Comunque sia, il volume ha alcuni aspetti molto importanti da un punto di vista antropologico, perché la comunità di italiani di Hammonton, di cui la Meade si occupa, era quasi tutta composta da persone provenienti dalla Sicilia e soprattutto dallo stesso villaggio, Gesso, ubicato nelle vicinanze di Messina. Alla fine del volume, in un’appendice intitolata Gesso (Messina)-Hammonton (New Jersey), solo andata, Federica Cordaro ricostruisce la parte della vicenda che la Meade aveva trascurato per ovvi motivi logistici, con un saggio dal titolo: L’emigrazione da Gesso verso gli Stati Uniti d’America 1892-1924. Questo contributo, pur nella sua brevità, ci illustra la situazione della gente di Gesso e ci parla delle vicende emigratorie e della loro consistenza, facendoci capire meglio i risultati dell’inchiesta della studiosa americana.

● ● ● ● ●

COMPITO ASSEGNATO.
Secondo l'estratto di testo, da quale villaggio proveniva quasi tutta la comunità di italiani di Hammonton?

[Righe del dataset sulla posizione degli oggetti]
● ● ● ● ●

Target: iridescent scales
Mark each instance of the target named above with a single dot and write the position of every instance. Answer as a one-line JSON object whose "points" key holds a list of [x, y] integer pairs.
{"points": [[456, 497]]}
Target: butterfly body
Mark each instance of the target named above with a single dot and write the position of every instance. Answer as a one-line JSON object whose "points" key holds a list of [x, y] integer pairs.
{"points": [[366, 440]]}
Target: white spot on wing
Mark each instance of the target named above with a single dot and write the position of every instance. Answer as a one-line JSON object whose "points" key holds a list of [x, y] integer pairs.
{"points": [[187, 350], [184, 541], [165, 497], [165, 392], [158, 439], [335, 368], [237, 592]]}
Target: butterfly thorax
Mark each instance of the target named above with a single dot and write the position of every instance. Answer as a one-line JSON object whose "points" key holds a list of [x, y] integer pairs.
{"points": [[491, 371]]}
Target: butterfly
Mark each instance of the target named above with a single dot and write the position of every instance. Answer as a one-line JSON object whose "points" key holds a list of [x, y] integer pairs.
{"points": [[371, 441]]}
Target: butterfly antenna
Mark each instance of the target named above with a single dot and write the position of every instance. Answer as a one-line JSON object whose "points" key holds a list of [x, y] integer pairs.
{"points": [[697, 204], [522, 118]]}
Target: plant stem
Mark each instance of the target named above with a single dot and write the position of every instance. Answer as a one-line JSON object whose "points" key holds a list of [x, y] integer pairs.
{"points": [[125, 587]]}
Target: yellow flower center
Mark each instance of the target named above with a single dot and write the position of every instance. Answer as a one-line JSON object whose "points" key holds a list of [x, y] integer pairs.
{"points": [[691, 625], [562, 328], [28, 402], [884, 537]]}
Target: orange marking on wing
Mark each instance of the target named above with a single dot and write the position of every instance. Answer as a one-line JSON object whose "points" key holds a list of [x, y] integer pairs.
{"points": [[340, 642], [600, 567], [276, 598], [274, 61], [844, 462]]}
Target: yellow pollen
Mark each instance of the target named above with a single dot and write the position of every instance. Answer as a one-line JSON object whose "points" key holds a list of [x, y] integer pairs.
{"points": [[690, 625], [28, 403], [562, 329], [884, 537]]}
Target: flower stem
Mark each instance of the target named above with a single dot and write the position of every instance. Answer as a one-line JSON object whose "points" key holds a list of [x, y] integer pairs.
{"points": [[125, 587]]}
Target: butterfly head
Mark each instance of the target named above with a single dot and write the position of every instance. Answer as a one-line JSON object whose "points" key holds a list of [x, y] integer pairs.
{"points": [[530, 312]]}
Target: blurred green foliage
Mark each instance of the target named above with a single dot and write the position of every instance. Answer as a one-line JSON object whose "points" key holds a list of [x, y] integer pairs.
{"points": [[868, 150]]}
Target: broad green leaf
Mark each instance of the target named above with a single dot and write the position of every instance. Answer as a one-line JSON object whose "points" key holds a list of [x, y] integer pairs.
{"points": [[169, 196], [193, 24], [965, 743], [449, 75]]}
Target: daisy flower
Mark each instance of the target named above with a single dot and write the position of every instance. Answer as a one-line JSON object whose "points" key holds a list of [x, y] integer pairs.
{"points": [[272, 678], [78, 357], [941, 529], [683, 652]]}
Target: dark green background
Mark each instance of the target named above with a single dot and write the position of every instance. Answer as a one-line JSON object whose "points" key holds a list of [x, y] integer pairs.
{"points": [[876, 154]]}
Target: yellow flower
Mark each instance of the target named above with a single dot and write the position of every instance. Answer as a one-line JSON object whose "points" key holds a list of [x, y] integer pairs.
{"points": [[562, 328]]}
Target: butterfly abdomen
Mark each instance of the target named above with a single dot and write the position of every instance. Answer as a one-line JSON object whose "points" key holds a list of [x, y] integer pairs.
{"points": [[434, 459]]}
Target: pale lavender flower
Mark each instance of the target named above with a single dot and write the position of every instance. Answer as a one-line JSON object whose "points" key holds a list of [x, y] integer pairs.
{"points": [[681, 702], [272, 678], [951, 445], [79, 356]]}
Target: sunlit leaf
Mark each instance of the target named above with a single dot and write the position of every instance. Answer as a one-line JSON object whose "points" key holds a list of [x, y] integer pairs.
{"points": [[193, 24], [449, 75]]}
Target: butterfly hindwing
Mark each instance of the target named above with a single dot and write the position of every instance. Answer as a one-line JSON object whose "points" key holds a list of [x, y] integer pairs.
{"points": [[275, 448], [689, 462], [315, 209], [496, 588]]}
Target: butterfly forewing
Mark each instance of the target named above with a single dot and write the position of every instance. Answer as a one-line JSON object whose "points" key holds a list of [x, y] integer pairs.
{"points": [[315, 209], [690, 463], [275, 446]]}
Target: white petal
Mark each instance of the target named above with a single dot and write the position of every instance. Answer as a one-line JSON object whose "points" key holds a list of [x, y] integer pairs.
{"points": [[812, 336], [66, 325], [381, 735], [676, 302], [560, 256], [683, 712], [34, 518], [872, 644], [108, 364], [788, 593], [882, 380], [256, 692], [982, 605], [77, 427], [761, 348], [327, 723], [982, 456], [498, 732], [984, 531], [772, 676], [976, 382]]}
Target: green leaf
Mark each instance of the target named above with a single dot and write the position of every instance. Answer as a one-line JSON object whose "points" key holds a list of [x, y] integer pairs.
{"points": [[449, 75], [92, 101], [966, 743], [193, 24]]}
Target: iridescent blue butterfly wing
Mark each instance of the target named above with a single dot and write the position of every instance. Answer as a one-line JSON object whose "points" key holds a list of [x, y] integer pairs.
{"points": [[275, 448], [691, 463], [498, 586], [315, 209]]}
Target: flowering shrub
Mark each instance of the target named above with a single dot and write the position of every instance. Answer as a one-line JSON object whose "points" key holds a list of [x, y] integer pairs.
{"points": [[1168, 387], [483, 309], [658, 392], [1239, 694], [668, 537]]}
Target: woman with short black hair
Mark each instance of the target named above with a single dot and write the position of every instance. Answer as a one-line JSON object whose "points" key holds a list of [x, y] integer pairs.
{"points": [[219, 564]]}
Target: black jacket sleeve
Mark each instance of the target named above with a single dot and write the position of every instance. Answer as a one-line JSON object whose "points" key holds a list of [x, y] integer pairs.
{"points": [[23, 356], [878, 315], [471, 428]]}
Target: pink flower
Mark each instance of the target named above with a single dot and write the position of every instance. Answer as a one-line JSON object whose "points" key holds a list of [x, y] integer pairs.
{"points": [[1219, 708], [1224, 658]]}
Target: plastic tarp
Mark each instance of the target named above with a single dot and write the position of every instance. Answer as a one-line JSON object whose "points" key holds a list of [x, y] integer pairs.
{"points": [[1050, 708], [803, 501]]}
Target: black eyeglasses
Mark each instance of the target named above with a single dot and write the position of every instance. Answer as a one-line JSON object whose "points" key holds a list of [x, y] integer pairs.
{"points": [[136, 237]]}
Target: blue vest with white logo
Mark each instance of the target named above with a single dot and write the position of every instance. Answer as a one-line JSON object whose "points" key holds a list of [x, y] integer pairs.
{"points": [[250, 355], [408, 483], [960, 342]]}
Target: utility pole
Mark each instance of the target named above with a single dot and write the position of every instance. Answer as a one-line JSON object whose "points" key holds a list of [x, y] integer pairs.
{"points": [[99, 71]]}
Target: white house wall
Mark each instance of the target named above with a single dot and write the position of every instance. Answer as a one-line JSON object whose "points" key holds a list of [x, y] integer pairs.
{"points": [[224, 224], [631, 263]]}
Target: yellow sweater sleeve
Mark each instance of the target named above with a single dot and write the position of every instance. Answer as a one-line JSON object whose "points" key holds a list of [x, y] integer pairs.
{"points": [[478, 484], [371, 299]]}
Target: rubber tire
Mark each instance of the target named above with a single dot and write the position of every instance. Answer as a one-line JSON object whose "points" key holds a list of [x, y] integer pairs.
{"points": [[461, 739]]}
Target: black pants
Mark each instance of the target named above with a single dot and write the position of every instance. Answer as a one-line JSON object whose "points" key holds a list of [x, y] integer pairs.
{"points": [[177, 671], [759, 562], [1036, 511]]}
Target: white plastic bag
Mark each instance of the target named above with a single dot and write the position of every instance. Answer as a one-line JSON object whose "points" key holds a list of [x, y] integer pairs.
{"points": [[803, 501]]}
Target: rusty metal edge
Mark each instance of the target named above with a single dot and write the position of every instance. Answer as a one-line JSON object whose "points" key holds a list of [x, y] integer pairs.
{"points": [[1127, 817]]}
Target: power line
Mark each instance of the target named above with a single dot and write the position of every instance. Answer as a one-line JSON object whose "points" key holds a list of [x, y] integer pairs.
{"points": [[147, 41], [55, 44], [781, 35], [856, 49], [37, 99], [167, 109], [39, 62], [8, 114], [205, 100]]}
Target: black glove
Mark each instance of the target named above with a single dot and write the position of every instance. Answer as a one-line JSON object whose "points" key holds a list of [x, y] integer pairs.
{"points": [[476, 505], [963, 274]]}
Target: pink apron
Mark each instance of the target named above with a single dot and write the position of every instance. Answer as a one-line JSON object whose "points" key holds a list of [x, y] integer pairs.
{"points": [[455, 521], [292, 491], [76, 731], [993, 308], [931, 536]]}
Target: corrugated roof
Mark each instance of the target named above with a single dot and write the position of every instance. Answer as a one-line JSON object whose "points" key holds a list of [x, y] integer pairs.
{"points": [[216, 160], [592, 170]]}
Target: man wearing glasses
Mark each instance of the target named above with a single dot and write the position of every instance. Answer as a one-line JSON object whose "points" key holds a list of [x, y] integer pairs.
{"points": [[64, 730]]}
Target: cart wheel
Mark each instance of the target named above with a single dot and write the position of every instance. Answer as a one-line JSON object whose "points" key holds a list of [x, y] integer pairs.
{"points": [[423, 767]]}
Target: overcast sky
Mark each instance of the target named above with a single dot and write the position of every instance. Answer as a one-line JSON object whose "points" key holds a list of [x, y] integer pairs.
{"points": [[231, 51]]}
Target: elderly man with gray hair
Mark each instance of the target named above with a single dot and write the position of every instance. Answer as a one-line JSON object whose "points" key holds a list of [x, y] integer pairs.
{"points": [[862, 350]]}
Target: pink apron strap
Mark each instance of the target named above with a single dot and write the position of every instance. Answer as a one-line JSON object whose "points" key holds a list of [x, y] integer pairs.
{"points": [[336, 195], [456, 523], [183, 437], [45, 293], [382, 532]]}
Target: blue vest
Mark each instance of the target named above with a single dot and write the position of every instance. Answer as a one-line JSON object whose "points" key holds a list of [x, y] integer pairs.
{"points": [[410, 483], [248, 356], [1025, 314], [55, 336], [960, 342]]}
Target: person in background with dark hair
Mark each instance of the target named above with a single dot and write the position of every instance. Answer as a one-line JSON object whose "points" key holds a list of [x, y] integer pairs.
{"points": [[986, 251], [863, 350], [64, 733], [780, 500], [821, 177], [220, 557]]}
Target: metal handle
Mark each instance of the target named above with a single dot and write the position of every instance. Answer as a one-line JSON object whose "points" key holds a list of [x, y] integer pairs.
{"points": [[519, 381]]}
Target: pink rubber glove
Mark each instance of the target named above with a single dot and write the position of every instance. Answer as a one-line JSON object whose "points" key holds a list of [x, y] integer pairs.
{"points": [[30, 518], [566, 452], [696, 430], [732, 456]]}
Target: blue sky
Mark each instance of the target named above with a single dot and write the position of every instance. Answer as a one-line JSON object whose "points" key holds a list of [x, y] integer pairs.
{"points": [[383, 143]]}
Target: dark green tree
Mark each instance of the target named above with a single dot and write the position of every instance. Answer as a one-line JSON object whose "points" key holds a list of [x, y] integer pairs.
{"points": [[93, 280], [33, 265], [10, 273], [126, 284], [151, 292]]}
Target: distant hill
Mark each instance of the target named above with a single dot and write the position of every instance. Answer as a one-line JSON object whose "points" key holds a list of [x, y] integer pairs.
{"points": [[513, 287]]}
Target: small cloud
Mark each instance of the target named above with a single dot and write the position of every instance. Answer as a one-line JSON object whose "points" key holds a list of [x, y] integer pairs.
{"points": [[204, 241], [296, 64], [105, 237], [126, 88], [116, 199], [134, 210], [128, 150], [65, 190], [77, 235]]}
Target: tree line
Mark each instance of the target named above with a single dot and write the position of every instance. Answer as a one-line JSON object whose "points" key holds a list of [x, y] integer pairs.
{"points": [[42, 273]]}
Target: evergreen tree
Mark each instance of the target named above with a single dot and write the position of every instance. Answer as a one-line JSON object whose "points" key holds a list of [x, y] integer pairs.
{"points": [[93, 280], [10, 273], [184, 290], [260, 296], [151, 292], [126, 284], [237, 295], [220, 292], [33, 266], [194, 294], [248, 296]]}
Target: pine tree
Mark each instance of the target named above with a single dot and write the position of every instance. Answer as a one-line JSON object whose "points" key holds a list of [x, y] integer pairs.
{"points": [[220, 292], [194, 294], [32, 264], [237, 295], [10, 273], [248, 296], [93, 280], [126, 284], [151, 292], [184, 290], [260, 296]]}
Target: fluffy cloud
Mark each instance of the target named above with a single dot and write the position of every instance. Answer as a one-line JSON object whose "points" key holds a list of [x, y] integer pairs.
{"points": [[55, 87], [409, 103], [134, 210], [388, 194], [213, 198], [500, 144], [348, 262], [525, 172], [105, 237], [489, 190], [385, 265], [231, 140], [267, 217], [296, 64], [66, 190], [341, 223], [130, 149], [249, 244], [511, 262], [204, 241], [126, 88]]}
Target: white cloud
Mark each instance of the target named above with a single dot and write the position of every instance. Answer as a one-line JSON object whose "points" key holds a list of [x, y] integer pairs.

● ● ● ● ●

RISPOSTA AL COMPITO.
Da Gesso, un villaggio nelle vicinanze di Messina, in Sicilia.